Excerpted data:
----

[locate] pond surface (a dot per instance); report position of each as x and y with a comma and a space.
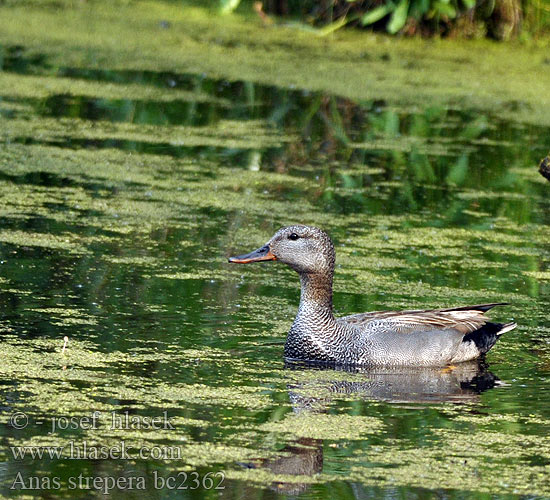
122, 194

----

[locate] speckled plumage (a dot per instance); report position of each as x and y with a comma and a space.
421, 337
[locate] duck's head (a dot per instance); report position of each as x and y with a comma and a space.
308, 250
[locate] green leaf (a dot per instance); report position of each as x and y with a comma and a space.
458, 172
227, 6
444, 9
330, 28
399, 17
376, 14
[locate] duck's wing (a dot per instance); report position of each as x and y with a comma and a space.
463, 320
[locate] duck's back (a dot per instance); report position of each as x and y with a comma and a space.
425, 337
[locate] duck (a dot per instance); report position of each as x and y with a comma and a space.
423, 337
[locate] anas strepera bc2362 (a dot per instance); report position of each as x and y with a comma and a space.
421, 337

----

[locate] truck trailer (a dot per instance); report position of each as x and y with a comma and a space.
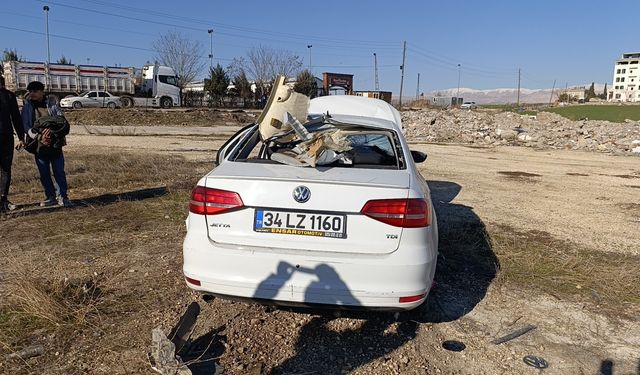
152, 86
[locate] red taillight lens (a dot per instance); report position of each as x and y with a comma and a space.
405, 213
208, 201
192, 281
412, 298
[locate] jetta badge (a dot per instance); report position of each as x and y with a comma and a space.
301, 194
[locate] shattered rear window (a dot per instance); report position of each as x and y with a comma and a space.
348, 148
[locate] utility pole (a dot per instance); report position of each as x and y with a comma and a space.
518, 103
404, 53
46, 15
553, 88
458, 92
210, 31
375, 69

----

Description of the task:
Return each line of the material above that contains the string "duck", copying the line unchanged. The match is case-sensitive.

Solution to the exercise:
[locate] duck's head (a dot per instance); report position of each as x and y with a comma and a space.
[locate] duck's wing (a dot per instance); report position of each as x and y with a comma and a space.
[locate] duck's back (a dot per instance); report position of each as x and y with a comma and a space.
[locate] duck (a dot per instance); report position of each as x and y with a comma and a space.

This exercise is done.